Source text:
*** Block opens ***

Physical-Only Cells (Well Taps, End Caps)

  • These library cells do not have signal connectivity and connect only to the power and ground rails
  • End Caps ensure that gaps do not occur between the Well and Implant Layers and also prevents DRC violations by satisfying Well tie-off requirements for core rows
  • Well Taps help to tie Substrate and N-wells to VDD and VSS levels and thus prevent Latch-up

Special Cells (Spare cells, Decap Cells)

  • Spare Cells for ECO and Decaps for avoiding Instantaneous Voltage Drop (IVD)
  • Place Decaps closer to Power Pads or any larger Drivers
pre placement in physical design

Cell Padding

  • Cell Padding is done to reserve space for avoiding Routing Congestion
  • Cell Padding adds Hard Constraints to Placement
  • The Constraints are honored by Cell, Legalization, CTS, and Timing Optimization

Pre-Placement Optimization

Pre-Placement Optimization Goals

  • Routability
  • Performance (Timing)
  • Power (with Cells)

Optimizations before Placement

  • Delay models must be removed (if any)
  • Zero-RC (0-RC) Optimization
  • Isolation Cell Insertion
  • Multi Corner Multi Mode (MCMM) settings before Std. Cell Placement

Zero-RC Optimization

  • Optimizes the netlist without any delay models, thus provides an optimal starting point for placement
  • Timing during 0-RC Opt and that of during Synthesis has to be matched
  • Else indicate problems in the Technology File, Timing Library, Constraint Files, or overall design
  • Logical restructuring and up/down size are optimizations at the 0-RC stage
Note: Take care of don’t use cells while doing optimization


  • Placement is the process of placing standard cell in the design. the tool determines the location of each standard cell on the die. the tool places these based on the algorithms which it uses internally.

*** Block closes ***

Work instruction A: Could you repeat the pre-placement text between "Zero-RC Optimization" and "it uses internally.", inclusive?
Work instruction B: Can you carry on the pre-placement text, starting right after its final sentence?
The lines that come next are separate from the pre-placement text.

(Stored items)

*** Block opens ***

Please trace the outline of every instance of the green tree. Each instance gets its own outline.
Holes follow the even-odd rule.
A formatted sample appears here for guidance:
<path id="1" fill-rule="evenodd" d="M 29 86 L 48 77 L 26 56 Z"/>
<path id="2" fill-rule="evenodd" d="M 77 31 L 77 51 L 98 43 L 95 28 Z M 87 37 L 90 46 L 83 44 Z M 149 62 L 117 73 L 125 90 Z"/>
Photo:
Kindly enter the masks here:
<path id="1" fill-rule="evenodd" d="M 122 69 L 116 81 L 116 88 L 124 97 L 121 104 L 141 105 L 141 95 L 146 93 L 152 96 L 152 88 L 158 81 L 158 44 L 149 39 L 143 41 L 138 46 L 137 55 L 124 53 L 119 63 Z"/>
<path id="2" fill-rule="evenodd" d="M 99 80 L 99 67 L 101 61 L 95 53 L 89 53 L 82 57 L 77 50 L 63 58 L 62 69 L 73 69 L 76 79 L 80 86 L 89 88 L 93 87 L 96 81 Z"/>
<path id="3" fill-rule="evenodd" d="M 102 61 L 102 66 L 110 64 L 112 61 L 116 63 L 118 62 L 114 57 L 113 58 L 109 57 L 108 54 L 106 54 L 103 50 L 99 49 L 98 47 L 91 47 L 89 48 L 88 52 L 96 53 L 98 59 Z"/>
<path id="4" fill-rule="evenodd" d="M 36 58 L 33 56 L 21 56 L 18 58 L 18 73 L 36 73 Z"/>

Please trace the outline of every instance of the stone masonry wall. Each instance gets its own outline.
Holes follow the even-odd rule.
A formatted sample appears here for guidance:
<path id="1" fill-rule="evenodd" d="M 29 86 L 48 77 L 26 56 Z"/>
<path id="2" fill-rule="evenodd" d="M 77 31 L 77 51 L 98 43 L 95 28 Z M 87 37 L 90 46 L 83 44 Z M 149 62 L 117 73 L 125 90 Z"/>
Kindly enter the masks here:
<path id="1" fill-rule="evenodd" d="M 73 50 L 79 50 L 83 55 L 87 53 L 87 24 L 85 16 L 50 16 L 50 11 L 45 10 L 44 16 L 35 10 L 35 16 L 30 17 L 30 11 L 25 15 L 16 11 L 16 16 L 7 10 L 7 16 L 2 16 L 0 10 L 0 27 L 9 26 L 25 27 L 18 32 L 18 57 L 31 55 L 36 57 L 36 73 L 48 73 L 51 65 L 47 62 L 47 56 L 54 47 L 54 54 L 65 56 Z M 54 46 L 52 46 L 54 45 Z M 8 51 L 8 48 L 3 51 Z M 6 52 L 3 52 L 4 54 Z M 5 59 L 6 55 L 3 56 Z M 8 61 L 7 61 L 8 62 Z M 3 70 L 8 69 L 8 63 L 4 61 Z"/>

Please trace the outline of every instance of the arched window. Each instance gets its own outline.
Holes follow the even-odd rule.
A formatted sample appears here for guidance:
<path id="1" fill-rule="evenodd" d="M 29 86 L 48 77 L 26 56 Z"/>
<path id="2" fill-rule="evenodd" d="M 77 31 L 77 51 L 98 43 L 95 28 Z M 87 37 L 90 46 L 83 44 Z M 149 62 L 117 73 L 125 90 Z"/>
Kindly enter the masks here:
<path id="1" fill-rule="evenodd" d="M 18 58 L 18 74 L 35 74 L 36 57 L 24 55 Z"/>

*** Block closes ***

Final answer A:
Zero-RC Optimization

  • Optimizes the netlist without any delay models, thus provides an optimal starting point for placement
  • Timing during 0-RC Opt and that of during Synthesis has to be matched
  • Else indicate problems in the Technology File, Timing Library, Constraint Files, or overall design
  • Logical restructuring and up/down size are optimizations at the 0-RC stage
Note: Take care of don’t use cells while doing optimization


  • Placement is the process of placing standard cell in the design. the tool determines the location of each standard cell on the die. the tool places these based on the algorithms which it uses internally.

Final answer B:
  • Placement does not just place the standard cells available in the synthesized netlist. it also optimizes the design. placement also determines the routability of design.

  • Placement will be driven by different criteria like timing driven, congestion driven and power optimization.
placement in physical design
  • Automated Standard Cell Placement for placing the Standard Cells in Placement Tracks

    Placement Objectives

    • Total wire length
    • Routability
    • Performance
    • Power
    • Heat distribution
  • Timing checks only with slow corners at Placement stage

  • Only Setup Time check, since buffers are getting added during Clock Tree Synthesis

    Goals of Placement:

    • Timing, Power and Area optimizations
    • Minimum congestion
    • Minimal cell density, pin density and congestion hot-spots
    • Minimal timing DRVs

    Inputs of Placement:

    • Technology file (.tf)
    • Netlist
    • SDC
    • Library files (.lib & .lef) & TLU+ file
    • Floorplan & Powerplan DEF file
    placement goals

    Things to be checked before placement

    1. Check for any missing/extra placement & routing blockages.
    2. Don't use cell list and whether it is properly applied in the tool.
    3. Don't touch on cells and nets (make sure that, these are applied).
    4. Better to have limit the local density (otherwise local congestion can create issue in routing/eco stage).
    5. Understand all optimization options and placement switches set in the tool.
    6. There should not be any high WNS timing violations.
    7. Make sure that clock is ideal network.
    8. Take care of integration guidelines of any special IPs (these won't be reported in any of the checks). Have custom scripts to check these guidelines.
    9. Fix all the hard macros and pre-placed cells.
    10. Check the pin access

    • Before the start of placement optimization all wire load model (WLM) are removed.
    • Placement uses RC values from virtual route (VR) to calculate timing.
    • VR is the shortest manhattan distance between two pins.
    • VR RCs is more accurate than WLM RCs.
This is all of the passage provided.